• _Dataset records_

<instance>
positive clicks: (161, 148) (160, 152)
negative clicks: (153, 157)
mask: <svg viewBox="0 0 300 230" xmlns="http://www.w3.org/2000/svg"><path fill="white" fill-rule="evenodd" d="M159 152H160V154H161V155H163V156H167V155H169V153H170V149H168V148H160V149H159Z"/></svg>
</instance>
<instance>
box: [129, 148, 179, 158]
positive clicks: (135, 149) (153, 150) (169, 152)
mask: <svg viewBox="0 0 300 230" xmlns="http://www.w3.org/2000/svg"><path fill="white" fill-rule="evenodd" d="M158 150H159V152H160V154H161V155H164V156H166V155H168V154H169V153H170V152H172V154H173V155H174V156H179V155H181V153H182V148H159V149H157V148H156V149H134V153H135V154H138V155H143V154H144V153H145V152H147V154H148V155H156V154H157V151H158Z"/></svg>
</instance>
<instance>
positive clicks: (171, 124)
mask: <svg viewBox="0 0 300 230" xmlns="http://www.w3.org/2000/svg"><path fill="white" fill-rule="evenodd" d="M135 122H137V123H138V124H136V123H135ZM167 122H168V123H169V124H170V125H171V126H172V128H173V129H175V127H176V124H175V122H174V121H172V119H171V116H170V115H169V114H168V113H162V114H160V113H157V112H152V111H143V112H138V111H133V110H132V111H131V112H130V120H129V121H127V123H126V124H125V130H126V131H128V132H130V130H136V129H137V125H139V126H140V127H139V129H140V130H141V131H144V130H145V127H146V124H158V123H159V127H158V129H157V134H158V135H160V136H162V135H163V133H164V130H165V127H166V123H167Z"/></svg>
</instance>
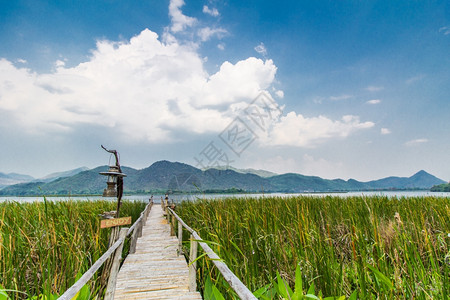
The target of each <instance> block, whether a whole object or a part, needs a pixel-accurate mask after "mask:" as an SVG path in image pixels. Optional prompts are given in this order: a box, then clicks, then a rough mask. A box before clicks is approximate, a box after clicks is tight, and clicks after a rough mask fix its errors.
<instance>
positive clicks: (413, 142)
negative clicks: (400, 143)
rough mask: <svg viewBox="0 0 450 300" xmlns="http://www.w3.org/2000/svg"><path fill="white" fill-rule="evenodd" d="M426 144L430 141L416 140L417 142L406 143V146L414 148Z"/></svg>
mask: <svg viewBox="0 0 450 300" xmlns="http://www.w3.org/2000/svg"><path fill="white" fill-rule="evenodd" d="M424 143H428V139H415V140H411V141H407V142H406V143H405V145H406V146H408V147H413V146H417V145H420V144H424Z"/></svg>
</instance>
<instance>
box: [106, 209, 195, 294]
mask: <svg viewBox="0 0 450 300" xmlns="http://www.w3.org/2000/svg"><path fill="white" fill-rule="evenodd" d="M170 234H171V230H170V225H169V222H168V221H167V220H166V219H165V218H164V217H163V209H162V208H161V207H160V206H159V205H154V206H153V207H152V209H151V210H150V213H149V215H148V216H147V221H146V222H145V225H144V226H143V227H142V237H140V238H138V239H137V241H136V250H135V252H134V253H133V254H129V255H128V257H127V258H126V259H125V261H124V263H123V265H122V267H121V269H120V271H119V274H118V276H117V284H116V291H115V295H114V299H118V300H122V299H127V300H128V299H136V300H137V299H162V300H164V299H185V300H198V299H202V298H201V295H200V293H198V292H190V291H189V269H188V265H187V263H186V260H185V258H184V256H179V255H178V249H179V240H178V237H177V236H171V235H170Z"/></svg>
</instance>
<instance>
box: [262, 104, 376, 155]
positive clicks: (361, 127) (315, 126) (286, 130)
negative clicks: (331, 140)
mask: <svg viewBox="0 0 450 300" xmlns="http://www.w3.org/2000/svg"><path fill="white" fill-rule="evenodd" d="M373 126H374V123H373V122H360V121H359V117H357V116H352V115H346V116H343V117H342V119H341V120H338V121H333V120H331V119H329V118H327V117H324V116H319V117H312V118H306V117H304V116H302V115H301V114H296V113H295V112H290V113H288V114H287V115H286V116H283V117H281V119H280V121H279V122H278V123H276V124H274V126H273V128H272V130H271V131H270V133H269V135H268V136H267V137H265V138H264V140H263V142H264V143H265V144H266V145H273V146H279V145H284V146H295V147H315V146H317V145H318V144H320V143H323V142H325V141H326V140H329V139H334V138H345V137H347V136H349V135H350V134H351V133H353V132H355V131H358V130H362V129H367V128H371V127H373Z"/></svg>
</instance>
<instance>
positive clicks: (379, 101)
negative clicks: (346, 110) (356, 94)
mask: <svg viewBox="0 0 450 300" xmlns="http://www.w3.org/2000/svg"><path fill="white" fill-rule="evenodd" d="M380 102H381V100H380V99H372V100H369V101H367V102H366V103H367V104H372V105H373V104H379V103H380Z"/></svg>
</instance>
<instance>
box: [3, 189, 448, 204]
mask: <svg viewBox="0 0 450 300" xmlns="http://www.w3.org/2000/svg"><path fill="white" fill-rule="evenodd" d="M298 195H303V196H318V197H325V196H329V195H331V196H338V197H351V196H387V197H424V196H434V197H449V198H450V193H435V192H430V191H381V192H348V193H298V194H286V193H271V194H184V195H170V197H169V198H170V199H171V200H174V201H175V202H180V201H183V200H189V201H193V200H197V199H222V198H226V197H238V198H243V197H269V196H277V197H293V196H298ZM150 197H151V194H147V195H127V196H124V197H123V199H127V200H142V201H148V200H149V199H150ZM163 197H164V195H160V194H155V195H153V200H154V202H155V203H160V201H161V198H163ZM100 199H103V200H104V199H109V200H111V201H116V198H104V197H101V196H76V197H75V196H74V197H59V196H56V197H47V200H49V201H67V200H90V201H95V200H100ZM43 200H44V197H42V196H40V197H39V196H36V197H0V202H3V201H17V202H34V201H43Z"/></svg>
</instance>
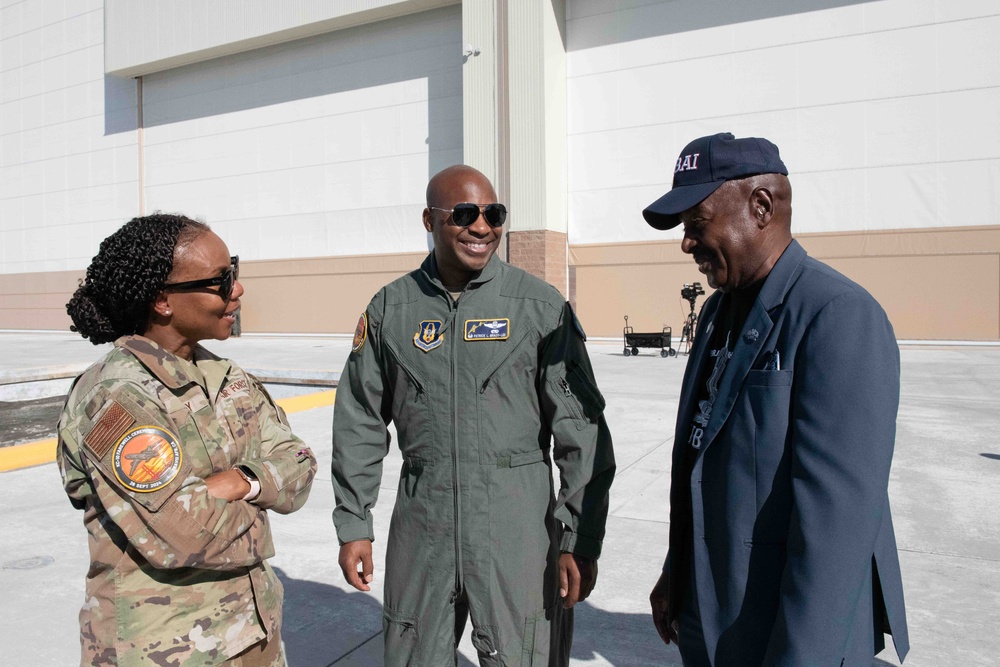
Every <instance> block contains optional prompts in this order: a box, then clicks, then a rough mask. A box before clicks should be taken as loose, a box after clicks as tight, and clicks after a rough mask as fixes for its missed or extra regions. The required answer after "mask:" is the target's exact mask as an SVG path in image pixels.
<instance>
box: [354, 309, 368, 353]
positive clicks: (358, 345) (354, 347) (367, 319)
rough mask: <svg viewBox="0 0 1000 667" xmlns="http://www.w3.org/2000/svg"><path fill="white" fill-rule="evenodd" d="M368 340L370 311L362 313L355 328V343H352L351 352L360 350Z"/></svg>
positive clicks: (354, 329) (354, 333)
mask: <svg viewBox="0 0 1000 667" xmlns="http://www.w3.org/2000/svg"><path fill="white" fill-rule="evenodd" d="M366 340H368V313H361V318H360V319H359V320H358V326H357V327H356V328H355V329H354V344H353V345H351V352H360V351H361V348H363V347H364V346H365V341H366Z"/></svg>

• _Aim of the exercise_
Select every line of the records that contains the string "positive", treating case as significant, and copy each of those lines.

• _Answer space_
positive clicks: (161, 148) (160, 152)
positive clicks: (135, 149) (153, 150) (169, 152)
positive clicks: (171, 124)
positive clicks: (413, 142)
positive clicks: (361, 127) (315, 126) (286, 130)
positive clicks: (379, 101)
positive clicks: (358, 345) (354, 347) (367, 319)
positive clicks: (354, 329) (354, 333)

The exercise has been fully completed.